• Work item
In the records below, the lines from the one with "Could you please locate the portico" through the last are to be printed exactly, and nothing else.

• Entries shown
━━━━━━━━━━━━━━━━━━━━
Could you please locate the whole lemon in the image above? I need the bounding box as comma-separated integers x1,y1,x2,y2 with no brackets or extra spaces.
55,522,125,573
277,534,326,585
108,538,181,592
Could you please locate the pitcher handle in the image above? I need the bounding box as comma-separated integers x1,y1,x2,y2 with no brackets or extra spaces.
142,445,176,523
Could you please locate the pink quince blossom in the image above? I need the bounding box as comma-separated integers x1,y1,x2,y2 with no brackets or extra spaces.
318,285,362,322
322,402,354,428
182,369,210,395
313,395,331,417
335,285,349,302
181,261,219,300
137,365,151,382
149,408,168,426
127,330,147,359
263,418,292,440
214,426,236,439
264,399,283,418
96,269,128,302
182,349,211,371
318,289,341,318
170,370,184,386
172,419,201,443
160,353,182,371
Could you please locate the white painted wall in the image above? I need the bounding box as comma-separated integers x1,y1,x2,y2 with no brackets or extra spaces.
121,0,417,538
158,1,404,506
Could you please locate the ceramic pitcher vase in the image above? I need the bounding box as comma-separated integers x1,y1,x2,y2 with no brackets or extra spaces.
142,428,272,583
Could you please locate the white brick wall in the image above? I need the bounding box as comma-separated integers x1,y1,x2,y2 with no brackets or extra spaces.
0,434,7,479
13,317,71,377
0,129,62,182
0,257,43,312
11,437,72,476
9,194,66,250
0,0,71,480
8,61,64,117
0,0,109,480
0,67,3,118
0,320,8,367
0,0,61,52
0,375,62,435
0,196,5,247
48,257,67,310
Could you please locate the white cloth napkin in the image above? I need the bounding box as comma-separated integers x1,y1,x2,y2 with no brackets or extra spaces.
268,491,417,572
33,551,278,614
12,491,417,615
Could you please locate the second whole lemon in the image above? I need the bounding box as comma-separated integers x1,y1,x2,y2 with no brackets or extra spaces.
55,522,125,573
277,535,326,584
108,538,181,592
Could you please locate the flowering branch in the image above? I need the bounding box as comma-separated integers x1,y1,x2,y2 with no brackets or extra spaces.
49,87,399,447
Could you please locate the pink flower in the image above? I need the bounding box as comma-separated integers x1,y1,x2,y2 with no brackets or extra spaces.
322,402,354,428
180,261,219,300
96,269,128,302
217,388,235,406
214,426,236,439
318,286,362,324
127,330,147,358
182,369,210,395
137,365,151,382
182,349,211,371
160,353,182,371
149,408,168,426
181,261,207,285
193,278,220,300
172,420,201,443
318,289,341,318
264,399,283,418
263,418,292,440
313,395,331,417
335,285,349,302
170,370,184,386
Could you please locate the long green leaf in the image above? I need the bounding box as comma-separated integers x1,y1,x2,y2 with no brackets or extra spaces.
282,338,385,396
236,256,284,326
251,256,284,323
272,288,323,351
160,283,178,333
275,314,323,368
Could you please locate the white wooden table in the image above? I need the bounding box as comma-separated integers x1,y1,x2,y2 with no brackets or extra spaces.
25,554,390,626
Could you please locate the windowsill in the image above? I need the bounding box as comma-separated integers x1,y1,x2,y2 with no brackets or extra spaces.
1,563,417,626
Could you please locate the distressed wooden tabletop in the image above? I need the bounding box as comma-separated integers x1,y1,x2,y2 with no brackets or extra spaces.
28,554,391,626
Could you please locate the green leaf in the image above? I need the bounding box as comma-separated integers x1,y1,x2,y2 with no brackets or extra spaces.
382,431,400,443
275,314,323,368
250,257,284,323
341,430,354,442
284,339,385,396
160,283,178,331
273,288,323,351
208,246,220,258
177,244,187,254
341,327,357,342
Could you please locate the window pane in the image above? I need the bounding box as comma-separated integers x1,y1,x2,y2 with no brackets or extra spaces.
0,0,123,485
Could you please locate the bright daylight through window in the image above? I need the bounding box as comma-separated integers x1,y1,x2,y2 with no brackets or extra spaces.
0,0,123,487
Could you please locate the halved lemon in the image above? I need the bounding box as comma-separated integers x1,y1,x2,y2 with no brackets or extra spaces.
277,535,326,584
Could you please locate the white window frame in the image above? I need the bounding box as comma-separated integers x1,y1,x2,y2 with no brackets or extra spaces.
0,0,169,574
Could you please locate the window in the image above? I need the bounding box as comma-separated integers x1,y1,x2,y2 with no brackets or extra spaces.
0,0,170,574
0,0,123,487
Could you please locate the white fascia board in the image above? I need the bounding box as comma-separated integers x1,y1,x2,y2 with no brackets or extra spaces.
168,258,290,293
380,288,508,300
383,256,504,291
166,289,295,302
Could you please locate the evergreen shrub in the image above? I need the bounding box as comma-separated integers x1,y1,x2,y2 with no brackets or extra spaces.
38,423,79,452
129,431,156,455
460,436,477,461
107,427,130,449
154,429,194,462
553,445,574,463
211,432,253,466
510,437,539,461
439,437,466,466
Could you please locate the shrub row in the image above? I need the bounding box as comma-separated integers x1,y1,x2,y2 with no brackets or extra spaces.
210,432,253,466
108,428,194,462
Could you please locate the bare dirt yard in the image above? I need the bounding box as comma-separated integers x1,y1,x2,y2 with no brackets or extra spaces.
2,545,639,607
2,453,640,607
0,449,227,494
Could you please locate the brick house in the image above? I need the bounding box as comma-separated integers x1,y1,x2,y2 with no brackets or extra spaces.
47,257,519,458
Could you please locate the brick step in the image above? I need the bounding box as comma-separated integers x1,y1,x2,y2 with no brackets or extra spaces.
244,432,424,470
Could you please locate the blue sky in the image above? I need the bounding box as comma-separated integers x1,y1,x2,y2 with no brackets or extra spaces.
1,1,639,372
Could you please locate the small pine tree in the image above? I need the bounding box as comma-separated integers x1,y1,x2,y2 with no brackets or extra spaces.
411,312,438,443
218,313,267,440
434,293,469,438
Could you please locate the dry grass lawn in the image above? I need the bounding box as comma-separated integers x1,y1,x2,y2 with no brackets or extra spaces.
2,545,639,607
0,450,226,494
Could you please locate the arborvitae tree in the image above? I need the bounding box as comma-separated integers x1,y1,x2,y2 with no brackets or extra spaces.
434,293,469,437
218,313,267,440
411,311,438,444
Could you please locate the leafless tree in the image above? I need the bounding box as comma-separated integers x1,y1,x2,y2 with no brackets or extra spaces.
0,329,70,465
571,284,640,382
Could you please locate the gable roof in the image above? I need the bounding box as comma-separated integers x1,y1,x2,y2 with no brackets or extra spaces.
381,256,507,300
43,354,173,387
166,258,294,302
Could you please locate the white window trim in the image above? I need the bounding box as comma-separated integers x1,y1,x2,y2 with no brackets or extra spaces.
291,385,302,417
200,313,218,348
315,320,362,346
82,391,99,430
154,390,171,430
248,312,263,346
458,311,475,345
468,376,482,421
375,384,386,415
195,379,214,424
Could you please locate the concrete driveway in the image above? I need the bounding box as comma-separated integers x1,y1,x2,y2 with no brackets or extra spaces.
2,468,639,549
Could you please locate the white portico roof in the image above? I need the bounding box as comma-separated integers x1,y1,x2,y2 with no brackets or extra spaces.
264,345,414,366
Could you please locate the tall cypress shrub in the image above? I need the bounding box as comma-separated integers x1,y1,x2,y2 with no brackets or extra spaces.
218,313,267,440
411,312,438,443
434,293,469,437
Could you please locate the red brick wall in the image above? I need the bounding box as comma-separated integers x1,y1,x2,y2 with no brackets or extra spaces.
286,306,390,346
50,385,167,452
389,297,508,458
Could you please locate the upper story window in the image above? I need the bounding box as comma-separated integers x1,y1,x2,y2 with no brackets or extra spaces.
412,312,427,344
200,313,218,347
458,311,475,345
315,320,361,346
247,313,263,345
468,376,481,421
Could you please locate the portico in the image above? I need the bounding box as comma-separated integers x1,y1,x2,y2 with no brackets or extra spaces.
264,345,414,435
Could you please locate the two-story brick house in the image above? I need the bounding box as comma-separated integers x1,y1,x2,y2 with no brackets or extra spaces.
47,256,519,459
━━━━━━━━━━━━━━━━━━━━
• Task solution
Could you please locate the portico in the image above? I need the bounding box as comma-separated integers x1,y1,x2,y2 with no brackets or extra spaces.
264,345,414,435
Could you please locate the two-story brick house in the image above? I need the bounding box as comma-separated integers x1,y1,x2,y2 with no brackets or extra spaces.
47,256,519,459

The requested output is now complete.